• [EXERCISE INSTRUCTIONS]
Given the material below, output exactly the lines from the line with "Practice step: locate the white support" to the line with "Practice step: locate the pendant", both ends included, and no other lines.

++++++++

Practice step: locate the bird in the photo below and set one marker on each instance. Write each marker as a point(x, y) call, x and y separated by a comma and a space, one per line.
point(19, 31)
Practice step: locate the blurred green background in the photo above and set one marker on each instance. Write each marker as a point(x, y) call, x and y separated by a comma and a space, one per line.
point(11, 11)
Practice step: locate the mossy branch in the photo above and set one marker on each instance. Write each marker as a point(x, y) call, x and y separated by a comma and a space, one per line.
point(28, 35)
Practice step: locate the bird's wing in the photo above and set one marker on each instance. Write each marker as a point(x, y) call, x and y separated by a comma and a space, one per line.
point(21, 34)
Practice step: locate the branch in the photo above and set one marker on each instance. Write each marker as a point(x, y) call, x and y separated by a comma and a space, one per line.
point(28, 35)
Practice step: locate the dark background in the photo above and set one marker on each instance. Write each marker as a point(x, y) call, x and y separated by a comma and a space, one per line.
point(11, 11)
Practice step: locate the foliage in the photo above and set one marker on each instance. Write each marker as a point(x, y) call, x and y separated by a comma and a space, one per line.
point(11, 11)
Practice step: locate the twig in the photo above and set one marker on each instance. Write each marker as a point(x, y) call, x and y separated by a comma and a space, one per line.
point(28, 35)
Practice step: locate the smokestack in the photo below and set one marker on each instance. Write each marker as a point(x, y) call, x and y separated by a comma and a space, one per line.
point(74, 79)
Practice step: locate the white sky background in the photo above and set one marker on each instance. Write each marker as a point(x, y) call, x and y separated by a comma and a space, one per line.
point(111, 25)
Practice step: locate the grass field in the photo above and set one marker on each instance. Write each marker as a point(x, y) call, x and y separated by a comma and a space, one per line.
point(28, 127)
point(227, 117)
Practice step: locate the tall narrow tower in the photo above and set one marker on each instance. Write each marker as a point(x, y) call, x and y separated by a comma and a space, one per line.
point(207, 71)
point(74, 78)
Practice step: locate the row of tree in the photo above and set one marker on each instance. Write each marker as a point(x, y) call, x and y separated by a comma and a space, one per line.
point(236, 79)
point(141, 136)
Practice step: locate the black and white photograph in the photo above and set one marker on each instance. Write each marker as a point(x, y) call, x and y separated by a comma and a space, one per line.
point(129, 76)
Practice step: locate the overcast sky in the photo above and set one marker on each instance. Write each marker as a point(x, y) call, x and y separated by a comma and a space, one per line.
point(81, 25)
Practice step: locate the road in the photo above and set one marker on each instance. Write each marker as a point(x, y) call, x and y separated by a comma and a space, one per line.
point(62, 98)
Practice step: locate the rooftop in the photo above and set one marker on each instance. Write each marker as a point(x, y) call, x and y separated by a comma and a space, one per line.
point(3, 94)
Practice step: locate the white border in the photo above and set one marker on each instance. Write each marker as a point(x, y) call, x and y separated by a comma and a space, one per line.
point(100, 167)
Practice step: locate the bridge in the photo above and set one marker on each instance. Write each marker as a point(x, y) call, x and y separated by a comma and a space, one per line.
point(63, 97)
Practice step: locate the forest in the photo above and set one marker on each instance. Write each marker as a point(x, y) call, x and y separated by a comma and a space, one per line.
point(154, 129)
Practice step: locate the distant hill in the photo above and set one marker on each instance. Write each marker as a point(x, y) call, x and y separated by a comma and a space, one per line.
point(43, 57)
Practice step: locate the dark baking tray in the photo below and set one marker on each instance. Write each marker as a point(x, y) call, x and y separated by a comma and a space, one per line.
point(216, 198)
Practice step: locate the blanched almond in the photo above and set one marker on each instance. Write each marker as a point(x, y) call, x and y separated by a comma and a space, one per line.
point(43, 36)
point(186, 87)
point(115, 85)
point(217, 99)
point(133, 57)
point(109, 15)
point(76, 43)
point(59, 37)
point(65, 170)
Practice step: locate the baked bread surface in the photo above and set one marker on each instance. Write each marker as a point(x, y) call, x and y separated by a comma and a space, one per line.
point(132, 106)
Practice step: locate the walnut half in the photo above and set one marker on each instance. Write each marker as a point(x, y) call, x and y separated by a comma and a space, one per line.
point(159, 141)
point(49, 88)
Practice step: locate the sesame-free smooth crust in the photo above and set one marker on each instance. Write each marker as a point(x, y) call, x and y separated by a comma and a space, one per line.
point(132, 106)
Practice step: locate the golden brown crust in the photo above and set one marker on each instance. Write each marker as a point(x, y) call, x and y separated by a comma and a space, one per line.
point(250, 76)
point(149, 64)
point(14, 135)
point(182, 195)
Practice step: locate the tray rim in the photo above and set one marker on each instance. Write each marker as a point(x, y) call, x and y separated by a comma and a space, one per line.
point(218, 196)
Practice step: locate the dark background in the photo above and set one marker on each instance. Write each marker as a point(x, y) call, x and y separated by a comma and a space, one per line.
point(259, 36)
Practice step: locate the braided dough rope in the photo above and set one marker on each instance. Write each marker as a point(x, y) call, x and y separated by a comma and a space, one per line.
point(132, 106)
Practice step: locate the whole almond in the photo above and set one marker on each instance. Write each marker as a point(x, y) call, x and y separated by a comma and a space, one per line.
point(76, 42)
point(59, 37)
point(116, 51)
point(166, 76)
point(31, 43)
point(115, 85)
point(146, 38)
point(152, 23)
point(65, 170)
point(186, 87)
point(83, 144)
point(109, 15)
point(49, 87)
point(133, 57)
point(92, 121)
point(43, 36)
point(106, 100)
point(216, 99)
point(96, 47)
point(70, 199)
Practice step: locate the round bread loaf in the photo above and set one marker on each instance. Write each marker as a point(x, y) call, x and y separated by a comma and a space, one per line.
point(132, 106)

++++++++

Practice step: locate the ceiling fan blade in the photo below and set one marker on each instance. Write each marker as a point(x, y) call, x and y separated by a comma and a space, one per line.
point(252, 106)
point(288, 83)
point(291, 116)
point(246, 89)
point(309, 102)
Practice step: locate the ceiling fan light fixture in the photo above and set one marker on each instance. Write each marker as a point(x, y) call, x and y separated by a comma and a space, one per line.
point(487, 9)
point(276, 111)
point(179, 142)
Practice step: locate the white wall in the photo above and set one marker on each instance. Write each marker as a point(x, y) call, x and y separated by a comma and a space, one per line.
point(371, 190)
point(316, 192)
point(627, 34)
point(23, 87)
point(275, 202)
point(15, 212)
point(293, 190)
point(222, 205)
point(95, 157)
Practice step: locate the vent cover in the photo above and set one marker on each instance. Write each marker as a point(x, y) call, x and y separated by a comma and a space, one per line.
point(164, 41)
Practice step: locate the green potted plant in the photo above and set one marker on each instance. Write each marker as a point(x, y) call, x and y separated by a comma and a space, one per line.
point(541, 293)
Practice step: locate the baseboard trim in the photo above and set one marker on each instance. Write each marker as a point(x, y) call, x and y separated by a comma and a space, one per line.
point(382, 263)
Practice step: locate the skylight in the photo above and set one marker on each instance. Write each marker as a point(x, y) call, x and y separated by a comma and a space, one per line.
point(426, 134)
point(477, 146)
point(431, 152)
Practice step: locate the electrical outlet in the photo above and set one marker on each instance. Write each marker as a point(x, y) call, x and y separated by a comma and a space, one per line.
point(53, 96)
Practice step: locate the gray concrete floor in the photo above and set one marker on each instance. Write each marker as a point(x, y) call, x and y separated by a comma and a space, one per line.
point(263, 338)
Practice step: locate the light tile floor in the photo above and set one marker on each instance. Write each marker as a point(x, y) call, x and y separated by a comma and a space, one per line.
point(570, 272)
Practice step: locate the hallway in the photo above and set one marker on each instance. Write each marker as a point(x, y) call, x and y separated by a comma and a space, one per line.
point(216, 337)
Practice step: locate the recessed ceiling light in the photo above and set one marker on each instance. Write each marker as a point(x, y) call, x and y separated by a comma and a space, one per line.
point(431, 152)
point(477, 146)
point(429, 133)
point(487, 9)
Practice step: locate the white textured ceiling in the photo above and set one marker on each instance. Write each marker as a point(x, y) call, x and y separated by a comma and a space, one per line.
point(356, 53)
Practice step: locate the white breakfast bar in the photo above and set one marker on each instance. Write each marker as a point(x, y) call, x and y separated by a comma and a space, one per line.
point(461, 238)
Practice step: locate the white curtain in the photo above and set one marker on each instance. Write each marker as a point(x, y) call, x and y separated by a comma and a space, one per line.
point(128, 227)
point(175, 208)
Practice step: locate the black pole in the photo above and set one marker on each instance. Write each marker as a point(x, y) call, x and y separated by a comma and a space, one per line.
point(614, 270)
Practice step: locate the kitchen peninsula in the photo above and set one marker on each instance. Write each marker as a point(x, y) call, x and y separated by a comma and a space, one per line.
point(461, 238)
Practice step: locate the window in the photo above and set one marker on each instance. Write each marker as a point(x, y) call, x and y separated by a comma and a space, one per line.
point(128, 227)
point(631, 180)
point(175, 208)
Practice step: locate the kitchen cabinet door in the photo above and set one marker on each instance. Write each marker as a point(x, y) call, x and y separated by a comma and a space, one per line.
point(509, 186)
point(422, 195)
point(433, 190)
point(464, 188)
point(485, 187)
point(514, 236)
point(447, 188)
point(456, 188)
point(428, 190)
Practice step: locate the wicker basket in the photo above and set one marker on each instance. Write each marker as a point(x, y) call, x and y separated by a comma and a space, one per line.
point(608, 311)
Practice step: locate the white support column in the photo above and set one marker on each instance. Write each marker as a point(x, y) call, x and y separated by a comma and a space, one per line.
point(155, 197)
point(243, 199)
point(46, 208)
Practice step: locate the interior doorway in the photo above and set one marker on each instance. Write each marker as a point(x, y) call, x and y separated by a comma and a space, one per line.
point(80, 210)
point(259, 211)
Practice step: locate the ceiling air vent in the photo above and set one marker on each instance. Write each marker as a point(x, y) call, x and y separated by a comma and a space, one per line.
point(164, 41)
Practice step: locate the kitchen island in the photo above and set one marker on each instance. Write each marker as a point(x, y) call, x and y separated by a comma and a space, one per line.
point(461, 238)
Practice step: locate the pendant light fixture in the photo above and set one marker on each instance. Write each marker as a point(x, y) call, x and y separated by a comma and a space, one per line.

++++++++

• [EXERCISE SOLUTION]
Practice step: locate the white support column in the photo above and set one marker on each instance. Write each marker as a point(x, y) call, x and y separated by a comma and a space, one per line.
point(155, 197)
point(243, 199)
point(46, 208)
Practice step: locate the interior doorway in the photo above and set one marker on each instance. Write each marker as a point(x, y) call, x and y separated by a comma and a space, one per line.
point(80, 210)
point(259, 211)
Practice step: locate the ceiling air vent in the photo above and set one marker on each instance. Write each marker as a point(x, y) call, x and y separated by a comma and a space, one per line.
point(164, 41)
Practice step: locate the kitchen island in the photo above and set one marker on each instance. Write each marker as a point(x, y) call, x and y separated by a comma and a space, one per line.
point(461, 238)
Practice step: locate the pendant light fixture in the photo above and set one marker on each instance. Write each marker as a point(x, y) call, x and y separated by a comma and a space, one per line.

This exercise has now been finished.